A block of data

+ + + +

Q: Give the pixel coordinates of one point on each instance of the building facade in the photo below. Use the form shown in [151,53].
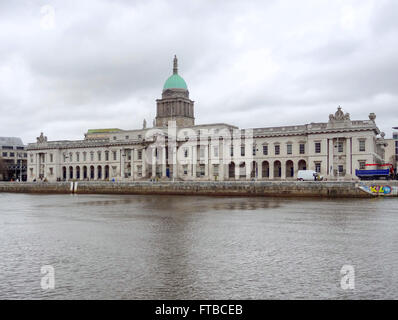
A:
[13,159]
[391,149]
[176,148]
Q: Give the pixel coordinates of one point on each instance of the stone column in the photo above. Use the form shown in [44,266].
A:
[248,170]
[221,170]
[237,170]
[143,162]
[194,160]
[331,158]
[153,162]
[259,170]
[37,166]
[207,162]
[133,153]
[271,169]
[123,156]
[283,170]
[348,158]
[164,168]
[175,164]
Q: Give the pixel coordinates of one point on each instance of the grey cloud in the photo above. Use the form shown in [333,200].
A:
[105,62]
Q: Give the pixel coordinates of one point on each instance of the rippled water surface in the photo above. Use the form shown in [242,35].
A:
[175,247]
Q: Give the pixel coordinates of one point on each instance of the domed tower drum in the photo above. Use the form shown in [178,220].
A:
[175,104]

+ + + +

→ STATED GOAL
Rewrite all of the material above, requests included, scaling every pixel coordinate in the answers by 1.5 and rounding to whole numbers, with halves going up, while the sample coordinates inside the requests stay as they are. Leave the pictures out.

→ ANSWER FOR THE TASK
Q: Give the pixel coordinates of one point on each instance of the building facade in the photo below. Use the form shown in [151,53].
A:
[20,239]
[587,224]
[264,222]
Q: Give the pixel coordinates of one point on each instance of the stone column in the photo above. Use the form shown in [44,266].
A:
[372,255]
[332,255]
[356,255]
[215,243]
[291,240]
[497,237]
[230,243]
[389,255]
[56,249]
[311,243]
[200,230]
[407,254]
[185,234]
[425,255]
[522,237]
[246,252]
[263,246]
Q: Give the pixel coordinates of one point on each instance of the grey cloud in the photo above. Use the form shown in [333,200].
A:
[158,93]
Q: Give the pixel coordinates of one point on each instance of the rippled water surface in the photo above. Use the form shown in [242,35].
A:
[263,371]
Q: Give the pixel coordinates of one point on each instance of the domed tower drum in the photo above. Use the form shown in [178,220].
A:
[263,156]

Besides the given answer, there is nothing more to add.